▸ Action item
Write out the material below exactly, beginning at the line that contains "the woman's ear" and ending with its last line, both ends included; write nothing else.

▸ Recorded information
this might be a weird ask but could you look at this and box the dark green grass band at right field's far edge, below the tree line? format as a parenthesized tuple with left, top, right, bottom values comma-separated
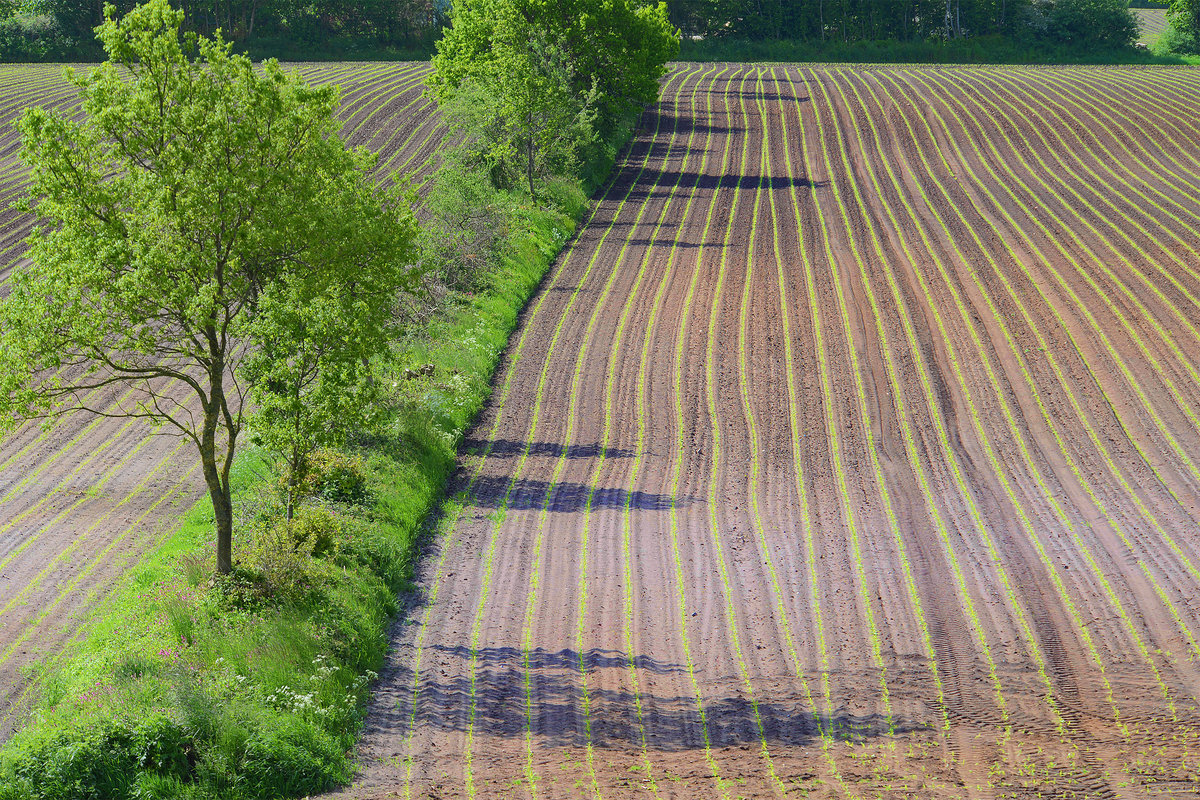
(679, 36, 1200, 64)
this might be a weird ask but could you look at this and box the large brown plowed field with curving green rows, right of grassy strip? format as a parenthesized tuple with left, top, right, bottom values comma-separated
(344, 65, 1200, 799)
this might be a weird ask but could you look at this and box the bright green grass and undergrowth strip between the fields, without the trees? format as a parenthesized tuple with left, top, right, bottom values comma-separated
(0, 130, 614, 800)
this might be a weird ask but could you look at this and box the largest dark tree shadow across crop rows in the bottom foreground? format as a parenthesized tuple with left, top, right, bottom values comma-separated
(384, 645, 920, 751)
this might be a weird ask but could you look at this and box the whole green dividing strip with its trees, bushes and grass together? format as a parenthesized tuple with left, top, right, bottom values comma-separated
(0, 0, 676, 800)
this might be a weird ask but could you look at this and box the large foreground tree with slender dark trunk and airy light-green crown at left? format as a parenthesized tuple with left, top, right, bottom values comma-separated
(0, 0, 415, 572)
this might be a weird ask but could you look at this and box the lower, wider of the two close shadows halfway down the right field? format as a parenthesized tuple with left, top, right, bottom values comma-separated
(470, 475, 691, 513)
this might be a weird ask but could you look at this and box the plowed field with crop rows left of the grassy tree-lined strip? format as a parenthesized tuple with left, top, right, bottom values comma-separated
(0, 64, 444, 740)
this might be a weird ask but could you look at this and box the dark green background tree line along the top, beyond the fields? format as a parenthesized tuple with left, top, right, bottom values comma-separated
(0, 0, 1180, 60)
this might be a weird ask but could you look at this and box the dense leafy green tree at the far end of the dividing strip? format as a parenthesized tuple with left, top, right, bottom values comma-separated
(430, 0, 679, 193)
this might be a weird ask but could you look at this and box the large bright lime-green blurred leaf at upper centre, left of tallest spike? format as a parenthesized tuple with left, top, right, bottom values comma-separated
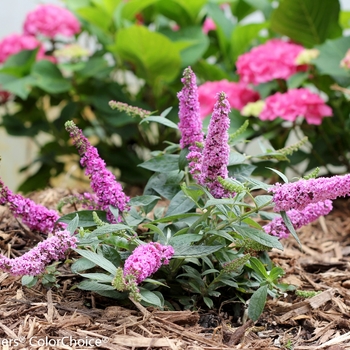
(111, 26, 181, 84)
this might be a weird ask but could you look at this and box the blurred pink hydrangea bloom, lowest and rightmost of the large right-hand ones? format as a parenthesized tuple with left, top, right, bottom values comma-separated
(259, 88, 333, 125)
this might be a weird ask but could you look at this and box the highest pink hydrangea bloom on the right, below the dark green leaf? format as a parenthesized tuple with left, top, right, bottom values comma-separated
(236, 39, 306, 84)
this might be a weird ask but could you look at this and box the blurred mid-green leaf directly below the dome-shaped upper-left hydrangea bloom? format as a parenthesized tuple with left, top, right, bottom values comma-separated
(31, 60, 71, 94)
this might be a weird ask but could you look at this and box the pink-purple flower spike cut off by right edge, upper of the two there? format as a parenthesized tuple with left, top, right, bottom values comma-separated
(269, 174, 350, 212)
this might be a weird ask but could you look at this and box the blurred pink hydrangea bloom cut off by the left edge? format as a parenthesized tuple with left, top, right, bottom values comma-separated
(0, 34, 45, 63)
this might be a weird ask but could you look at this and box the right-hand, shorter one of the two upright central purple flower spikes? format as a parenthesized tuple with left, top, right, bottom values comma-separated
(200, 92, 231, 198)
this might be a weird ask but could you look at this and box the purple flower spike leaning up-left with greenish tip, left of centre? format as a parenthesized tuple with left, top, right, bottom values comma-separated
(65, 121, 129, 222)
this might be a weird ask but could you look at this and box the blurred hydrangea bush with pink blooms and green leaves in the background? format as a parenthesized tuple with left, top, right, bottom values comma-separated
(0, 0, 350, 192)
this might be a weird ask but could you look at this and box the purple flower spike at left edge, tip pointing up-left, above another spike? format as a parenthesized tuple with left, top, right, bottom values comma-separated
(0, 180, 66, 234)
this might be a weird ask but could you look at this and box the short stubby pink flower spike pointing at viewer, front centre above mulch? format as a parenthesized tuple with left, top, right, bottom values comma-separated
(124, 242, 174, 284)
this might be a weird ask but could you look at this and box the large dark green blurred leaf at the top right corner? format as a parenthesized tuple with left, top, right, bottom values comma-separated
(271, 0, 342, 47)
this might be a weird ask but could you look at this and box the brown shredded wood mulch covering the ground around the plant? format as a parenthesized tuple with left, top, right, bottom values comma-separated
(0, 190, 350, 350)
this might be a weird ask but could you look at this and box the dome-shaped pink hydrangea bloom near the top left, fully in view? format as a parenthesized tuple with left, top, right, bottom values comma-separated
(23, 4, 80, 39)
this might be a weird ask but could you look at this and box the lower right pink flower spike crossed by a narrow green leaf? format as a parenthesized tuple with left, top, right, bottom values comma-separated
(263, 200, 333, 239)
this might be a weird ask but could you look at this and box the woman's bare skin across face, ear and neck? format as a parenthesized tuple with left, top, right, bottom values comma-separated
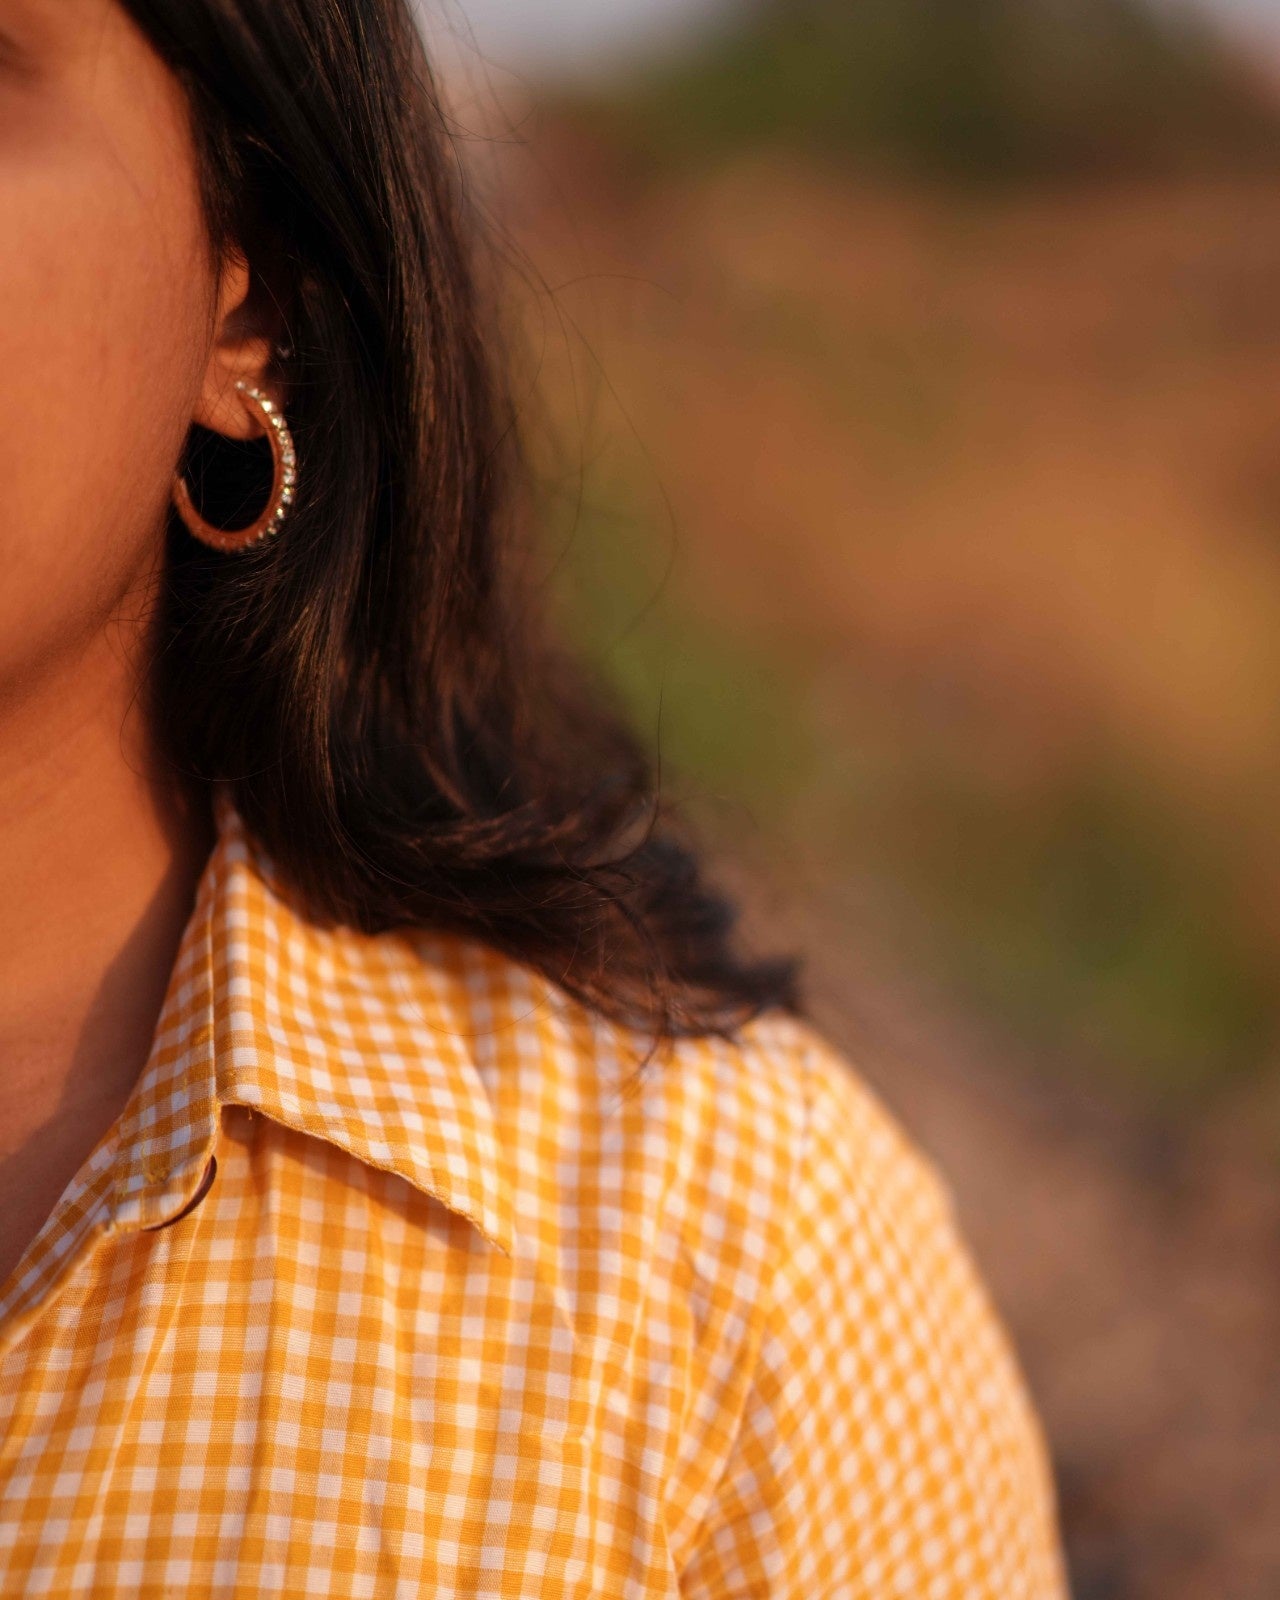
(0, 0, 286, 1282)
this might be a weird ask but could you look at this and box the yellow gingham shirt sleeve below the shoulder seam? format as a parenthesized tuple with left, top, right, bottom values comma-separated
(680, 1035, 1067, 1600)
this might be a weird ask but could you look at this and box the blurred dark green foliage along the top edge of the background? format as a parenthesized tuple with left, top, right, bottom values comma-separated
(566, 0, 1280, 181)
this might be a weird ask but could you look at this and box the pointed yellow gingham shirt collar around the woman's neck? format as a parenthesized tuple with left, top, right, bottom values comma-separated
(112, 786, 515, 1254)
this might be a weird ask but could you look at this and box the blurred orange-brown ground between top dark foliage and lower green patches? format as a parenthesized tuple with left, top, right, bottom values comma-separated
(504, 134, 1280, 954)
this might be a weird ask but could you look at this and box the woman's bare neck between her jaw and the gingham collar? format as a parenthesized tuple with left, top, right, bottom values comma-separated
(0, 637, 213, 1162)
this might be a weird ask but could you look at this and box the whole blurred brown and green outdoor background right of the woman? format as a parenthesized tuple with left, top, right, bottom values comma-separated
(422, 0, 1280, 1600)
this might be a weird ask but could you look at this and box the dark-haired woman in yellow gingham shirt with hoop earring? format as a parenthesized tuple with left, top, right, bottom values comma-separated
(0, 0, 1064, 1600)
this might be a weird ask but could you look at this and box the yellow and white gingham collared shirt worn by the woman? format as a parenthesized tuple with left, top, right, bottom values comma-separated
(0, 795, 1066, 1600)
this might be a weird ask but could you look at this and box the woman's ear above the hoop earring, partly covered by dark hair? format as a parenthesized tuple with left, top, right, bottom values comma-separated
(192, 251, 285, 438)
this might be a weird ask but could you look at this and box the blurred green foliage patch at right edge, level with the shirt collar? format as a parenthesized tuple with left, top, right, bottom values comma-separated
(882, 752, 1280, 1101)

▸ Answer to the problem
this might be a weird ask but could you look at this and box the woman's ear above the hoop earring, partly covered by dark hair? format as a parenthesized tuple with left, top, right, bottom values comma-separated
(192, 251, 285, 438)
this might be a weird ask but could you look at this and box the blurred green foliage patch at right edge, level with the shirt collar? format as a parenthesized tuple with left, top, right, bottom values comma-separated
(882, 752, 1280, 1101)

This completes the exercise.